Problem statement: Every line of the material must be copied exactly.

Exercise material:
○ ○ ○
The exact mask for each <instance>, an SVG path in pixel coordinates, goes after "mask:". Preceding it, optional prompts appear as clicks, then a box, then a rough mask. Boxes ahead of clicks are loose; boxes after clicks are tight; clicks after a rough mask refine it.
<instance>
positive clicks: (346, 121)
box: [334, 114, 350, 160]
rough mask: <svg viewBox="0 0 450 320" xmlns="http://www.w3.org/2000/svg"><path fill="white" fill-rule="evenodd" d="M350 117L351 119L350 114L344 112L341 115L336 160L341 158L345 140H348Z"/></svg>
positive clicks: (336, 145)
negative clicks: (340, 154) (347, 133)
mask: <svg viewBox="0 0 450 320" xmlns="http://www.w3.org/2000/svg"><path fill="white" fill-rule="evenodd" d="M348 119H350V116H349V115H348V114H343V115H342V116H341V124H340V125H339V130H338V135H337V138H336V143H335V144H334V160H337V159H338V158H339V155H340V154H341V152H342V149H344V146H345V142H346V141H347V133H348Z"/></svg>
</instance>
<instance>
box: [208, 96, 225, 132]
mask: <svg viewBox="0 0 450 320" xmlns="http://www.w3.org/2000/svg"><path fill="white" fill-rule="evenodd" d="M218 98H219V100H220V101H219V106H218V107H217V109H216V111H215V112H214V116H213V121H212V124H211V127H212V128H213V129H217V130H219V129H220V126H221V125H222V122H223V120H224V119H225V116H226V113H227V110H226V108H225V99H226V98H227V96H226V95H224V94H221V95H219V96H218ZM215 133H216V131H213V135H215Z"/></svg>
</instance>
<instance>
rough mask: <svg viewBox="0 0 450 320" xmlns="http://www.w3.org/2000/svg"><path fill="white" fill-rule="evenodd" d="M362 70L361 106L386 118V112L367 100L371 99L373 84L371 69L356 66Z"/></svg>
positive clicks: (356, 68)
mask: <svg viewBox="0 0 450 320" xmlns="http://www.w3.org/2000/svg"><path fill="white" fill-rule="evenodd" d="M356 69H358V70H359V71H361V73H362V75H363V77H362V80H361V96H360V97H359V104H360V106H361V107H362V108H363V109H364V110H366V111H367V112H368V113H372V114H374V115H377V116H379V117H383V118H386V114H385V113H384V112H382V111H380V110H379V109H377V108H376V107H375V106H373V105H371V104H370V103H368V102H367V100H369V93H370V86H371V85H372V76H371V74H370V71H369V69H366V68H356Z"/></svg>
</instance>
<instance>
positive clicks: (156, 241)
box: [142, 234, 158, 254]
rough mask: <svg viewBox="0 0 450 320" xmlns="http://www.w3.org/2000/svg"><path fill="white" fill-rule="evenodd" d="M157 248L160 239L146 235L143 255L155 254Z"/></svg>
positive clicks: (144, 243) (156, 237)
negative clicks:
○ ○ ○
Response:
The exact mask for each <instance>, an SVG path in pixel coordinates, goes after "mask:". Preceding it, optional prompts appear as clicks, then a box, then a rough mask. Boxes ahead of clicks are loose; boxes after clicks are tight; clicks after a rough mask refine it.
<instance>
positive clicks: (346, 121)
box: [334, 114, 350, 160]
rough mask: <svg viewBox="0 0 450 320" xmlns="http://www.w3.org/2000/svg"><path fill="white" fill-rule="evenodd" d="M350 117L351 119L350 114L344 112L341 115L336 160L341 158L345 140H348Z"/></svg>
positive clicks: (336, 145)
negative clicks: (340, 154) (347, 133)
mask: <svg viewBox="0 0 450 320" xmlns="http://www.w3.org/2000/svg"><path fill="white" fill-rule="evenodd" d="M348 119H350V116H349V115H348V114H343V115H342V116H341V124H340V125H339V130H338V135H337V138H336V143H335V144H334V160H337V159H338V158H339V155H340V154H341V152H342V149H344V146H345V142H346V141H347V133H348Z"/></svg>
</instance>
<instance>
box: [208, 96, 225, 132]
mask: <svg viewBox="0 0 450 320" xmlns="http://www.w3.org/2000/svg"><path fill="white" fill-rule="evenodd" d="M218 98H219V100H220V101H219V106H218V107H217V109H216V111H215V112H214V116H213V121H212V124H211V127H212V128H213V129H217V130H219V129H220V126H221V125H222V122H223V120H224V119H225V116H226V113H227V110H226V108H225V99H226V98H227V96H226V95H224V94H221V95H219V96H218ZM215 133H216V131H213V135H215Z"/></svg>
</instance>
<instance>
rough mask: <svg viewBox="0 0 450 320" xmlns="http://www.w3.org/2000/svg"><path fill="white" fill-rule="evenodd" d="M362 70L361 106L386 118V112L367 100L371 99L373 84L371 69L356 66Z"/></svg>
positive clicks: (356, 68)
mask: <svg viewBox="0 0 450 320" xmlns="http://www.w3.org/2000/svg"><path fill="white" fill-rule="evenodd" d="M356 69H358V70H359V71H361V73H362V75H363V77H362V80H361V96H360V97H359V104H360V106H361V107H362V108H363V109H364V110H366V111H367V112H368V113H372V114H374V115H377V116H379V117H383V118H386V114H385V113H384V112H382V111H380V110H379V109H377V108H376V107H375V106H373V105H371V104H370V103H368V102H367V100H369V93H370V86H371V85H372V76H371V74H370V71H369V69H366V68H356Z"/></svg>
</instance>
<instance>
positive clicks: (156, 241)
box: [142, 234, 158, 254]
rough mask: <svg viewBox="0 0 450 320" xmlns="http://www.w3.org/2000/svg"><path fill="white" fill-rule="evenodd" d="M157 248L160 239L146 235L143 255L155 254Z"/></svg>
positive clicks: (144, 243) (156, 237)
negative clicks:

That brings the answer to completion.